TASK TO CARRY OUT> Provide an exact reproduction of every entry.

• • •

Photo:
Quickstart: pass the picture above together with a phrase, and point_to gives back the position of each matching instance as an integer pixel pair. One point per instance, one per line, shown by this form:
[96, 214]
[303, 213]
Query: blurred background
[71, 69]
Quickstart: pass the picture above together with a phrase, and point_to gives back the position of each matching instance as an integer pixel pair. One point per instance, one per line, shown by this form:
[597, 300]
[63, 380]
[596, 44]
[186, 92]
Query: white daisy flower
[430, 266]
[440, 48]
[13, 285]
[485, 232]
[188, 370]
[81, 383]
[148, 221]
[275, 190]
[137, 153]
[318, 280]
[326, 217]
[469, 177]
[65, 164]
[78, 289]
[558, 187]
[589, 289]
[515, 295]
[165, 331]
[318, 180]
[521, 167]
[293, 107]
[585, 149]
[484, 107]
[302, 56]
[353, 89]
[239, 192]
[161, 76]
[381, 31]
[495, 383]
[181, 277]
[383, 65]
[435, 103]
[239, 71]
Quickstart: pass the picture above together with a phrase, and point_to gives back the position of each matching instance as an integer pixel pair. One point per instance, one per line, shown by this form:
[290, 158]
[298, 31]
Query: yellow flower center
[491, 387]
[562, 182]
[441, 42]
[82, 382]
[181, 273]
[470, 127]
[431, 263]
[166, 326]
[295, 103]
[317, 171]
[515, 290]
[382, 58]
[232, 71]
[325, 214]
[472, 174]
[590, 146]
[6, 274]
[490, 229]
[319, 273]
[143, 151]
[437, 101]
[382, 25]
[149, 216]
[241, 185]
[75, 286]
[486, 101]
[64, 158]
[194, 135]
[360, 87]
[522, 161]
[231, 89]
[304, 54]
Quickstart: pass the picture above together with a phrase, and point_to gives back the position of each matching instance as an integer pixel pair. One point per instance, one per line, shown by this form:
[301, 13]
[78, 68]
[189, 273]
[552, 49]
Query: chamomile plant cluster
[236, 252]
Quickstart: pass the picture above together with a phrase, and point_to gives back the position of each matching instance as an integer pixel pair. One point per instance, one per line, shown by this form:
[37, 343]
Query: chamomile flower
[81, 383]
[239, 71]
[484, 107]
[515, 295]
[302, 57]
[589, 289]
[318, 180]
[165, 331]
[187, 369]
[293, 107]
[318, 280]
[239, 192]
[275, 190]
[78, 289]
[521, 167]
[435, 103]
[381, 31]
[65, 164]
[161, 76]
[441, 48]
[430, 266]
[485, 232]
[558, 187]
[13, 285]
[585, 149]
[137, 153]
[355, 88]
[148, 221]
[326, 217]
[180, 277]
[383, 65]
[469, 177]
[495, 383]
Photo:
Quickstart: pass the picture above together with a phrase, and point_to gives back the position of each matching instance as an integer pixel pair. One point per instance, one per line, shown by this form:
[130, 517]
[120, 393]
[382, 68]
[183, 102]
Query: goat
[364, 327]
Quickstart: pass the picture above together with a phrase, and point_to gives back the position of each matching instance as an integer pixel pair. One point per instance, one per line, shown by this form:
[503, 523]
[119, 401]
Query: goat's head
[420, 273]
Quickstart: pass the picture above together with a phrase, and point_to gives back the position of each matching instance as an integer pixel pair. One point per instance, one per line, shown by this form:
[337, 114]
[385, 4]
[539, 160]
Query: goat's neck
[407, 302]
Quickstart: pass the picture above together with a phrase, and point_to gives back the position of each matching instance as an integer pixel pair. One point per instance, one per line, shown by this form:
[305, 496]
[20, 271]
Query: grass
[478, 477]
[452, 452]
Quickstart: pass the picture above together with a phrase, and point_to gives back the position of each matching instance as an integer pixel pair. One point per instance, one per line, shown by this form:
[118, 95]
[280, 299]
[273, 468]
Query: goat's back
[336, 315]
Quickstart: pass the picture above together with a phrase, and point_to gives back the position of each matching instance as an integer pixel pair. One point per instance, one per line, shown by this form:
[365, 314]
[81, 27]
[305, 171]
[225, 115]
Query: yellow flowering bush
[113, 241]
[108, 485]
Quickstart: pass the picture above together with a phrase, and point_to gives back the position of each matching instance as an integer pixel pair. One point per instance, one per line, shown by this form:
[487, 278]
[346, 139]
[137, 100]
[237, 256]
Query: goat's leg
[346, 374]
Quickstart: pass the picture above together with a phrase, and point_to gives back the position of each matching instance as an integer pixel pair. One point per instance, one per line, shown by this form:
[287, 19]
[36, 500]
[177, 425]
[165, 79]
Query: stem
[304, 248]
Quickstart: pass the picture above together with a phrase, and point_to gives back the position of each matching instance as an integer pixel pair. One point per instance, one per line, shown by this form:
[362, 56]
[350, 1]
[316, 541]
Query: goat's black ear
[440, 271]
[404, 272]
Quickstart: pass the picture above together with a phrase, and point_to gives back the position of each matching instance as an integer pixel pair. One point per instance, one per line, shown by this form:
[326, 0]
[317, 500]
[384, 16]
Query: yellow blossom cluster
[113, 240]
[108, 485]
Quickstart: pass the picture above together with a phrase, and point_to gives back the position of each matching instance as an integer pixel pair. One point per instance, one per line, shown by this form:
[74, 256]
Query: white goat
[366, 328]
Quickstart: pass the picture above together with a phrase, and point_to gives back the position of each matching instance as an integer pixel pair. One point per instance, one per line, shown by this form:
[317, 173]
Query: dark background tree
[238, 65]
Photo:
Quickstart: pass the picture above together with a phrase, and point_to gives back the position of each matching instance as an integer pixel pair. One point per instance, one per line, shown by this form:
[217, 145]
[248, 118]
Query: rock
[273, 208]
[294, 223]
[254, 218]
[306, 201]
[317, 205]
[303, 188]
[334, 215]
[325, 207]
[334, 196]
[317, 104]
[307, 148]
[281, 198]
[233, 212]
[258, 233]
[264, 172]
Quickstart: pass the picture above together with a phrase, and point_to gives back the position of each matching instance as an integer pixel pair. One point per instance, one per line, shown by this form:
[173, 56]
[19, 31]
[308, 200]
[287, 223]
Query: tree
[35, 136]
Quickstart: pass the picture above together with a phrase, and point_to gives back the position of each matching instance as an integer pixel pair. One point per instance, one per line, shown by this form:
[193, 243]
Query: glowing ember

• • •

SOLUTION TO THE EXERCISE>
Photo:
Quickstart: pass the picture above together with a phrase, and point_to gives back the position of each matching instance as an integer pixel pair. One point per instance, one per line, shown by this form:
[96, 214]
[303, 213]
Query: blurred background
[71, 69]
Quickstart: pass the picture above together with a phrase, and point_to gives back the position of each matching instance as an integer pixel pair. One point per instance, one per line, shown by this form:
[597, 300]
[63, 380]
[596, 44]
[186, 92]
Query: white daisy flower
[430, 266]
[440, 48]
[13, 285]
[485, 232]
[188, 370]
[81, 383]
[148, 221]
[275, 190]
[137, 153]
[318, 280]
[326, 217]
[469, 177]
[65, 164]
[78, 289]
[558, 187]
[589, 289]
[515, 295]
[165, 331]
[318, 180]
[521, 167]
[293, 107]
[585, 149]
[484, 107]
[302, 56]
[353, 89]
[239, 192]
[161, 76]
[381, 31]
[495, 383]
[181, 277]
[383, 65]
[435, 103]
[239, 71]
Quickstart: pass the picture above together with a phrase, and point_to gives back the position of each matching instance as an integer pixel pair. One point per instance, one per line, shown by this form:
[290, 158]
[298, 31]
Query: yellow flower center
[491, 387]
[562, 182]
[441, 42]
[82, 382]
[181, 273]
[470, 127]
[431, 263]
[166, 326]
[295, 103]
[317, 171]
[515, 290]
[382, 58]
[232, 71]
[325, 214]
[472, 174]
[590, 146]
[6, 274]
[490, 229]
[319, 273]
[143, 151]
[437, 101]
[382, 25]
[149, 216]
[241, 185]
[75, 286]
[486, 101]
[64, 158]
[194, 135]
[360, 87]
[522, 161]
[231, 89]
[304, 54]
Quickstart: pass the picture above together with a phrase, and point_to gives back the position of each matching instance as an integer pixel pair. One point per instance, one per line, shown by this form:
[301, 13]
[78, 68]
[189, 273]
[552, 49]
Query: chamomile plant cluster
[236, 252]
Quickstart: pass the picture above together with a phrase, and point_to gives back the position of each matching instance as an integer pixel pair. One point per instance, one per line, shown by this form:
[37, 343]
Query: chamomile flower
[81, 383]
[239, 71]
[484, 107]
[515, 295]
[302, 57]
[589, 289]
[318, 180]
[165, 331]
[187, 369]
[293, 107]
[318, 280]
[239, 192]
[275, 190]
[78, 289]
[521, 167]
[435, 103]
[381, 31]
[65, 164]
[161, 76]
[441, 48]
[430, 266]
[485, 232]
[558, 187]
[13, 285]
[585, 149]
[137, 153]
[355, 88]
[148, 221]
[326, 217]
[180, 277]
[383, 65]
[469, 177]
[495, 383]
Photo:
Quickstart: pass the picture above together with a phrase, and point_to gives back the position of each matching instance as an integer pixel pair. One point per instance, one per line, shown by this form:
[130, 517]
[120, 393]
[382, 68]
[183, 102]
Query: goat
[364, 327]
Quickstart: pass the picture above together with a phrase, and point_to gives back the position of each matching instance as an integer pixel pair. One point per instance, one per line, shown by this form:
[503, 523]
[119, 401]
Query: goat's head
[420, 273]
Quickstart: pass the picture above together with a phrase, and point_to gives back the position of each matching instance as an integer pixel pair. One point per instance, one per line, shown by this form:
[337, 114]
[385, 4]
[539, 160]
Query: goat's neck
[407, 302]
Quickstart: pass the picture above together with a phrase, and point_to gives back the position of each matching instance as an integer pixel pair. One point per instance, one per line, shown by this form:
[305, 496]
[20, 271]
Query: grass
[478, 477]
[452, 452]
Quickstart: pass the picture above together with a phrase, and point_to gives back the position of each matching instance as an integer pixel pair. One point per instance, one per line, shown by this form:
[118, 95]
[280, 299]
[273, 468]
Query: goat's back
[336, 315]
Quickstart: pass the picture above together with a phrase, and point_to gives back the position of each matching instance as an integer pixel pair. One point per instance, one per line, shown by this form:
[365, 314]
[81, 27]
[305, 171]
[225, 115]
Query: yellow flowering bush
[113, 241]
[108, 485]
Quickstart: pass the picture above together with a phrase, and point_to gives back the position of each matching instance as an integer pixel pair. One point per instance, one per line, shown by this form:
[487, 278]
[346, 139]
[137, 100]
[237, 256]
Query: goat's leg
[346, 374]
Quickstart: pass the picture above together with a phrase, and point_to gives back the position of each matching instance as an integer pixel pair. One point per instance, one per line, shown by this form:
[287, 19]
[36, 500]
[177, 425]
[165, 79]
Query: stem
[304, 248]
Quickstart: pass the picture above together with a phrase, and point_to gives back the position of each matching instance as an integer pixel pair. One point per instance, one per line, shown by this form:
[362, 56]
[350, 1]
[316, 541]
Query: goat's black ear
[440, 271]
[404, 272]
Quickstart: pass the picture above together with a phrase, and point_to gives back the position of each matching instance as an integer pixel pair. One point per instance, one per line, shown by this form:
[326, 0]
[317, 500]
[384, 16]
Query: yellow blossom cluster
[113, 240]
[108, 485]
Quickstart: pass the picture above together with a phrase, and point_to gives back the position of each matching instance as an integer pixel pair. One point per instance, one per line, shown by this form:
[74, 256]
Query: white goat
[366, 328]
Quickstart: pass the picture above together with a phrase, and point_to gives back the position of each matching instance as an integer pixel pair. One point per instance, one per line, shown by this form:
[317, 173]
Query: dark background tree
[238, 65]
Photo:
Quickstart: pass the picture above together with a phrase, and point_to gives back the position of each matching instance as an integer pixel pair. One point per instance, one per line, shown by this form:
[217, 145]
[248, 118]
Query: rock
[273, 208]
[294, 223]
[254, 218]
[306, 201]
[317, 205]
[303, 188]
[334, 215]
[325, 207]
[334, 196]
[317, 104]
[307, 148]
[281, 198]
[233, 212]
[258, 233]
[264, 172]
Quickstart: pass the picture above together with a phrase, and point_to gives back the position of each matching instance as an integer pixel pair. One point per instance, one per line, shown by this form:
[173, 56]
[19, 31]
[308, 200]
[287, 223]
Query: tree
[35, 136]
Quickstart: pass the picture above together with a phrase, and point_to gives back the position of each matching instance as an integer pixel pair. One point per instance, one per line, shown by this form:
[193, 243]
Query: glowing ember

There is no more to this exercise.